#### Items from a dataset:
--- --- ---
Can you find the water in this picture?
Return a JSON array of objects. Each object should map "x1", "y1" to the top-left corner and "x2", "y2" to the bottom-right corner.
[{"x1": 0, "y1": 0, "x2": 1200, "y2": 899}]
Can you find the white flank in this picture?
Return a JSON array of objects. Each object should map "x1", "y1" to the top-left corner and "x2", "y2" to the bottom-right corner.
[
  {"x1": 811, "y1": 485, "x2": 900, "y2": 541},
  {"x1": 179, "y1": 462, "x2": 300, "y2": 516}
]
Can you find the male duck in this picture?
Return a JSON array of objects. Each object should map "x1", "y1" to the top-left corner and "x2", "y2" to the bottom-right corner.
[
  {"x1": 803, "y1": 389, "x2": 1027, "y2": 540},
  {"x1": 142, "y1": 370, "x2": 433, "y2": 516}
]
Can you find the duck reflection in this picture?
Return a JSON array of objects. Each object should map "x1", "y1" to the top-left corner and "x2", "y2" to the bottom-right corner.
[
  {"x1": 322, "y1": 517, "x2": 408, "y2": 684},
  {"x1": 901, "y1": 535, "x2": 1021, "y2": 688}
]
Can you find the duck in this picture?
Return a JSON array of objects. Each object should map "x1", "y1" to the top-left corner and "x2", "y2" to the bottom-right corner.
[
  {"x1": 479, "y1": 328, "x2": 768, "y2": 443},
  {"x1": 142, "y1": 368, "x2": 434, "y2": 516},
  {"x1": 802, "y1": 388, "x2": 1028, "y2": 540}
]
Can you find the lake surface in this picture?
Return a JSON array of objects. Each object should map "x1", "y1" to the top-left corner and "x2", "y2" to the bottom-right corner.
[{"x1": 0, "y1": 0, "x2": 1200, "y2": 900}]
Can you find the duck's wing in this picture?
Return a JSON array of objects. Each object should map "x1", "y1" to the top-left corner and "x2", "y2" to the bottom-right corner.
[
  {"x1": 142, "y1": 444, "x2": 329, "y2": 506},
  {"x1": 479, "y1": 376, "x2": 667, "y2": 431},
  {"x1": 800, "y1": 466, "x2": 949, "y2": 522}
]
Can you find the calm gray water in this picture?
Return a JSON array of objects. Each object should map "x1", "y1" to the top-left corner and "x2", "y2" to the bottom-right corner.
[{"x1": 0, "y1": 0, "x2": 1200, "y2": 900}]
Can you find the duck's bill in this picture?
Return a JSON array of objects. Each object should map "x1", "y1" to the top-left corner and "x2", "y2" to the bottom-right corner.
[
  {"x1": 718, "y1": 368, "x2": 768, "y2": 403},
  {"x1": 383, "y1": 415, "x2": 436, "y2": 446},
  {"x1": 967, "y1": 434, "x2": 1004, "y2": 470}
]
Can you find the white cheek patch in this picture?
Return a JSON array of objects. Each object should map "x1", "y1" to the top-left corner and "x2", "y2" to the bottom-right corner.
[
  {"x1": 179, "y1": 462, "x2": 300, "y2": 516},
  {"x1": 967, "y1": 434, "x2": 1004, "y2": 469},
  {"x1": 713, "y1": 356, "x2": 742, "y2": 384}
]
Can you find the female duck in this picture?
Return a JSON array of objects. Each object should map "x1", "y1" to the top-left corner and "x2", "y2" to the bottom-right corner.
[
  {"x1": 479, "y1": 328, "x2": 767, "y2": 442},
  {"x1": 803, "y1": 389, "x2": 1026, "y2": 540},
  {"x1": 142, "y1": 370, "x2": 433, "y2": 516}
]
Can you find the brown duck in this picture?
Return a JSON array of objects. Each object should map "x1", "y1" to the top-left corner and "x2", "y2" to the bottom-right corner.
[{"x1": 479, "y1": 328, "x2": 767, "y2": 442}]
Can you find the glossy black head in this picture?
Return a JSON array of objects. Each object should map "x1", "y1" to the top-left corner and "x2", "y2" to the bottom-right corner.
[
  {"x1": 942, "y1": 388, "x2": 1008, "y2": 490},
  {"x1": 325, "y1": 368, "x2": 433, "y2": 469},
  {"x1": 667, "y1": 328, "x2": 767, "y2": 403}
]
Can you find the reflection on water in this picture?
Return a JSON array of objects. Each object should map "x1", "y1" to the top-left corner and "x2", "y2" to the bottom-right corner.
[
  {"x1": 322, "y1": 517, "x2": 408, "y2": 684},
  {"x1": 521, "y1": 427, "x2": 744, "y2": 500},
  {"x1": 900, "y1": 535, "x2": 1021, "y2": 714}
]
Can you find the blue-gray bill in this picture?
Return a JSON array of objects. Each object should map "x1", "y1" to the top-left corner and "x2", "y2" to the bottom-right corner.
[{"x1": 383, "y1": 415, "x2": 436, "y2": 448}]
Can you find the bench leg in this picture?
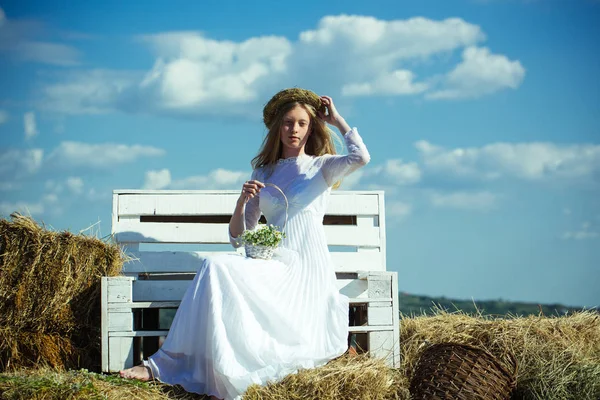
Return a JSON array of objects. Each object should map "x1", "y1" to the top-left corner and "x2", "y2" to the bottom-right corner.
[
  {"x1": 142, "y1": 308, "x2": 160, "y2": 359},
  {"x1": 108, "y1": 337, "x2": 133, "y2": 372}
]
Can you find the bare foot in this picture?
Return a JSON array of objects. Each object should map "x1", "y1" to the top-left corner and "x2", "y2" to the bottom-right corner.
[{"x1": 119, "y1": 365, "x2": 152, "y2": 382}]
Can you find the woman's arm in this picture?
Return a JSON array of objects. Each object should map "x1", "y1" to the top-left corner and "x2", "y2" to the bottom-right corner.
[
  {"x1": 319, "y1": 96, "x2": 371, "y2": 186},
  {"x1": 229, "y1": 172, "x2": 265, "y2": 248}
]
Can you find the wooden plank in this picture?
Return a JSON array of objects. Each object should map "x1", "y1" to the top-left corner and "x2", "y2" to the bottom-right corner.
[
  {"x1": 100, "y1": 277, "x2": 109, "y2": 372},
  {"x1": 128, "y1": 279, "x2": 367, "y2": 302},
  {"x1": 110, "y1": 325, "x2": 393, "y2": 338},
  {"x1": 368, "y1": 272, "x2": 392, "y2": 298},
  {"x1": 377, "y1": 192, "x2": 387, "y2": 269},
  {"x1": 367, "y1": 303, "x2": 394, "y2": 326},
  {"x1": 106, "y1": 297, "x2": 392, "y2": 312},
  {"x1": 118, "y1": 248, "x2": 385, "y2": 274},
  {"x1": 391, "y1": 271, "x2": 402, "y2": 368},
  {"x1": 108, "y1": 310, "x2": 133, "y2": 332},
  {"x1": 108, "y1": 334, "x2": 133, "y2": 372},
  {"x1": 106, "y1": 276, "x2": 133, "y2": 303},
  {"x1": 113, "y1": 190, "x2": 381, "y2": 217},
  {"x1": 114, "y1": 219, "x2": 380, "y2": 247}
]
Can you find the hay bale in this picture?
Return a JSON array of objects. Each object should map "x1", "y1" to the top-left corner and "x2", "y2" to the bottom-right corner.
[
  {"x1": 400, "y1": 311, "x2": 600, "y2": 400},
  {"x1": 243, "y1": 355, "x2": 409, "y2": 400},
  {"x1": 0, "y1": 214, "x2": 123, "y2": 371}
]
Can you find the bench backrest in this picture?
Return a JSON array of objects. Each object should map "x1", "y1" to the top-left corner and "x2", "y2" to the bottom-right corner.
[{"x1": 112, "y1": 190, "x2": 386, "y2": 275}]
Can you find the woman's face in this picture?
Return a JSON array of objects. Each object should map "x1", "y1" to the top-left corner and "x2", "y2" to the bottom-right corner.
[{"x1": 279, "y1": 105, "x2": 310, "y2": 153}]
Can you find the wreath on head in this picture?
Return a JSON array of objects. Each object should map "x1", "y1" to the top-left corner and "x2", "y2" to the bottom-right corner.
[{"x1": 263, "y1": 88, "x2": 325, "y2": 129}]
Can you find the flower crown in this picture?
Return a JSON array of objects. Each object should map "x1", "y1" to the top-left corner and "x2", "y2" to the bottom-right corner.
[{"x1": 263, "y1": 88, "x2": 324, "y2": 129}]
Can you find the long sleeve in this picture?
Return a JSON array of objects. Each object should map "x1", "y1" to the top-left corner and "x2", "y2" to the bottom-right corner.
[
  {"x1": 321, "y1": 128, "x2": 371, "y2": 186},
  {"x1": 227, "y1": 166, "x2": 262, "y2": 248}
]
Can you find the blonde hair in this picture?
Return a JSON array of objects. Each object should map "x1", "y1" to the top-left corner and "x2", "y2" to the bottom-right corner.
[{"x1": 252, "y1": 101, "x2": 341, "y2": 189}]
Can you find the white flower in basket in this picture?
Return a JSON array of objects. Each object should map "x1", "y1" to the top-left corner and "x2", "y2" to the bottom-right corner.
[
  {"x1": 242, "y1": 224, "x2": 285, "y2": 260},
  {"x1": 241, "y1": 183, "x2": 288, "y2": 260}
]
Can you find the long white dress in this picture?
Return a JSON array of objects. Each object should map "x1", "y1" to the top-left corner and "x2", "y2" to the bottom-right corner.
[{"x1": 145, "y1": 128, "x2": 370, "y2": 399}]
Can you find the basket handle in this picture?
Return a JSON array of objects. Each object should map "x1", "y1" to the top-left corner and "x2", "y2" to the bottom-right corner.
[{"x1": 242, "y1": 183, "x2": 289, "y2": 233}]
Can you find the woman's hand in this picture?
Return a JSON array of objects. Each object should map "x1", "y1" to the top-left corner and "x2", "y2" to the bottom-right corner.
[
  {"x1": 318, "y1": 96, "x2": 350, "y2": 134},
  {"x1": 238, "y1": 180, "x2": 265, "y2": 203}
]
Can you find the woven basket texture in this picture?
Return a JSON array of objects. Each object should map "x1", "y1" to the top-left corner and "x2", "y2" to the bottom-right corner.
[
  {"x1": 410, "y1": 343, "x2": 517, "y2": 400},
  {"x1": 245, "y1": 244, "x2": 275, "y2": 260}
]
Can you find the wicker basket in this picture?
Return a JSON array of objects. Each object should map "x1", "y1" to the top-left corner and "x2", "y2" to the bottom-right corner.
[
  {"x1": 242, "y1": 183, "x2": 289, "y2": 260},
  {"x1": 410, "y1": 343, "x2": 517, "y2": 400}
]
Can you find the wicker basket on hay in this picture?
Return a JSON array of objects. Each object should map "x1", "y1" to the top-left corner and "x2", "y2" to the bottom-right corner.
[{"x1": 410, "y1": 343, "x2": 517, "y2": 400}]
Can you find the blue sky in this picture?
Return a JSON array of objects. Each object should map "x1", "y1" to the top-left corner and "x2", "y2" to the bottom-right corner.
[{"x1": 0, "y1": 0, "x2": 600, "y2": 307}]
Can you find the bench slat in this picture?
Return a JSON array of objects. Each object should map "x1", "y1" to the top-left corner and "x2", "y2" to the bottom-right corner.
[
  {"x1": 113, "y1": 219, "x2": 381, "y2": 247},
  {"x1": 133, "y1": 279, "x2": 376, "y2": 302},
  {"x1": 123, "y1": 249, "x2": 384, "y2": 274},
  {"x1": 117, "y1": 191, "x2": 380, "y2": 217},
  {"x1": 109, "y1": 325, "x2": 393, "y2": 337},
  {"x1": 107, "y1": 297, "x2": 393, "y2": 312}
]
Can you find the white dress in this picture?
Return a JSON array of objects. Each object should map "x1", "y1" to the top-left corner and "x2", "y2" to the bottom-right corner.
[{"x1": 145, "y1": 128, "x2": 370, "y2": 399}]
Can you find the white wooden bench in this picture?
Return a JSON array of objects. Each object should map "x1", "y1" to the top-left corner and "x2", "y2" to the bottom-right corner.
[{"x1": 102, "y1": 190, "x2": 400, "y2": 372}]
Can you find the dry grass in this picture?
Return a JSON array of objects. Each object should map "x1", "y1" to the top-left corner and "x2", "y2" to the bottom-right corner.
[
  {"x1": 0, "y1": 311, "x2": 600, "y2": 400},
  {"x1": 0, "y1": 214, "x2": 123, "y2": 371},
  {"x1": 0, "y1": 368, "x2": 206, "y2": 400},
  {"x1": 244, "y1": 356, "x2": 408, "y2": 400},
  {"x1": 401, "y1": 311, "x2": 600, "y2": 400}
]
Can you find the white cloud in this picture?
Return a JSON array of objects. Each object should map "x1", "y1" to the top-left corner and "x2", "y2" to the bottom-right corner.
[
  {"x1": 342, "y1": 70, "x2": 429, "y2": 96},
  {"x1": 144, "y1": 169, "x2": 171, "y2": 189},
  {"x1": 365, "y1": 159, "x2": 422, "y2": 185},
  {"x1": 65, "y1": 176, "x2": 83, "y2": 194},
  {"x1": 23, "y1": 111, "x2": 39, "y2": 139},
  {"x1": 42, "y1": 69, "x2": 138, "y2": 114},
  {"x1": 0, "y1": 201, "x2": 44, "y2": 216},
  {"x1": 0, "y1": 10, "x2": 80, "y2": 66},
  {"x1": 13, "y1": 41, "x2": 80, "y2": 67},
  {"x1": 38, "y1": 15, "x2": 512, "y2": 116},
  {"x1": 426, "y1": 47, "x2": 525, "y2": 99},
  {"x1": 170, "y1": 168, "x2": 250, "y2": 189},
  {"x1": 415, "y1": 141, "x2": 600, "y2": 180},
  {"x1": 0, "y1": 149, "x2": 44, "y2": 178},
  {"x1": 385, "y1": 201, "x2": 412, "y2": 219},
  {"x1": 562, "y1": 221, "x2": 600, "y2": 240},
  {"x1": 431, "y1": 191, "x2": 498, "y2": 211},
  {"x1": 48, "y1": 142, "x2": 165, "y2": 169}
]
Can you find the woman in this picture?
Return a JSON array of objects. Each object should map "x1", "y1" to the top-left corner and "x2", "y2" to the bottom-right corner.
[{"x1": 121, "y1": 88, "x2": 370, "y2": 399}]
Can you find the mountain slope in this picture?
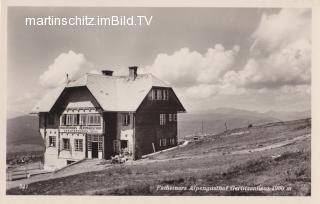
--- --- ---
#### WHAT IS NEEDED:
Pull out every line of the items that contains the word "bench", matching case exactly.

#### REPLY:
Can you find the bench leg in this picture?
Can you find the bench backrest in this picture?
Can you find the bench slat in this picture?
Can you find the white wooden bench in this picture?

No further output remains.